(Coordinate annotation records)
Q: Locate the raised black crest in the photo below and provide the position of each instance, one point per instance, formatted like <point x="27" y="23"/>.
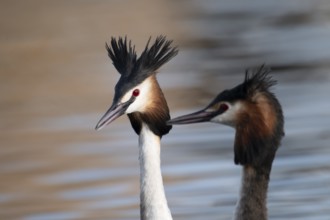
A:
<point x="125" y="60"/>
<point x="257" y="80"/>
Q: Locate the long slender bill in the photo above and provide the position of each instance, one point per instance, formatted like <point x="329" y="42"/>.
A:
<point x="196" y="117"/>
<point x="114" y="112"/>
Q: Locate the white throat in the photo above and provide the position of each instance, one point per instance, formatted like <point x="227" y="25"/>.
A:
<point x="153" y="201"/>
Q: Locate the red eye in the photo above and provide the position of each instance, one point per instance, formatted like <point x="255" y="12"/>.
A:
<point x="136" y="92"/>
<point x="223" y="107"/>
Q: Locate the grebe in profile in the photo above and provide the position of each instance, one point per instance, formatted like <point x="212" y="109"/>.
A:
<point x="257" y="116"/>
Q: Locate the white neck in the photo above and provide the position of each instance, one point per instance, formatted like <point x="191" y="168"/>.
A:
<point x="152" y="195"/>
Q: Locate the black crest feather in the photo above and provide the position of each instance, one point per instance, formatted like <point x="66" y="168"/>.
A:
<point x="257" y="80"/>
<point x="125" y="60"/>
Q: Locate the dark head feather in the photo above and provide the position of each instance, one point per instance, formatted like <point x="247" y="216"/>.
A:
<point x="135" y="70"/>
<point x="124" y="58"/>
<point x="259" y="133"/>
<point x="257" y="80"/>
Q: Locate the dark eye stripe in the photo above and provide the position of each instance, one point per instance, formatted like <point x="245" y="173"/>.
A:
<point x="136" y="92"/>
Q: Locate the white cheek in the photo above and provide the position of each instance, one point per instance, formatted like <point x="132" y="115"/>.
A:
<point x="140" y="102"/>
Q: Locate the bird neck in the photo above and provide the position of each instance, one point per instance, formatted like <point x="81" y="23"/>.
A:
<point x="152" y="195"/>
<point x="253" y="194"/>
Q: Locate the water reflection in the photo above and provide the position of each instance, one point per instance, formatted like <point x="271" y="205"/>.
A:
<point x="55" y="84"/>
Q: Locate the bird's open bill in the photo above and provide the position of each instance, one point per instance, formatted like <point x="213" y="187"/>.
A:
<point x="114" y="112"/>
<point x="196" y="117"/>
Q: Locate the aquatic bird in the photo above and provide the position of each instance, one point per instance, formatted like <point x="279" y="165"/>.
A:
<point x="256" y="114"/>
<point x="138" y="94"/>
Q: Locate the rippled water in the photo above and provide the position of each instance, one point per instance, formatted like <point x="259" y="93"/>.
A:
<point x="53" y="165"/>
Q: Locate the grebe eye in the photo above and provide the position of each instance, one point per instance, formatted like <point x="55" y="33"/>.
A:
<point x="223" y="107"/>
<point x="136" y="92"/>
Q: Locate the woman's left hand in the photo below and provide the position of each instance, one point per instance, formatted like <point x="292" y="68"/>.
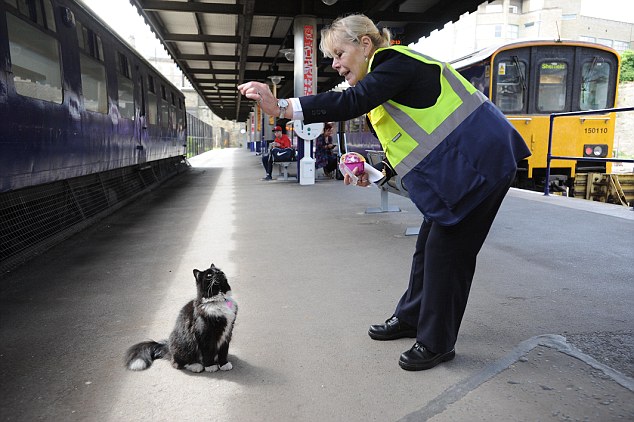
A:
<point x="260" y="93"/>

=== Short task ===
Starting at the line that contains "Q: Locate the woman's" and continuing through the last of the items, rewrite those lines with "left hand" changed to "right hand" and everything else unchanged. Omit the pictures from your answer.

=== Response to the exercise ===
Q: Locate the woman's right hand in the photo below and provide the position of each instance, one point per instance, formatted like <point x="292" y="68"/>.
A:
<point x="260" y="93"/>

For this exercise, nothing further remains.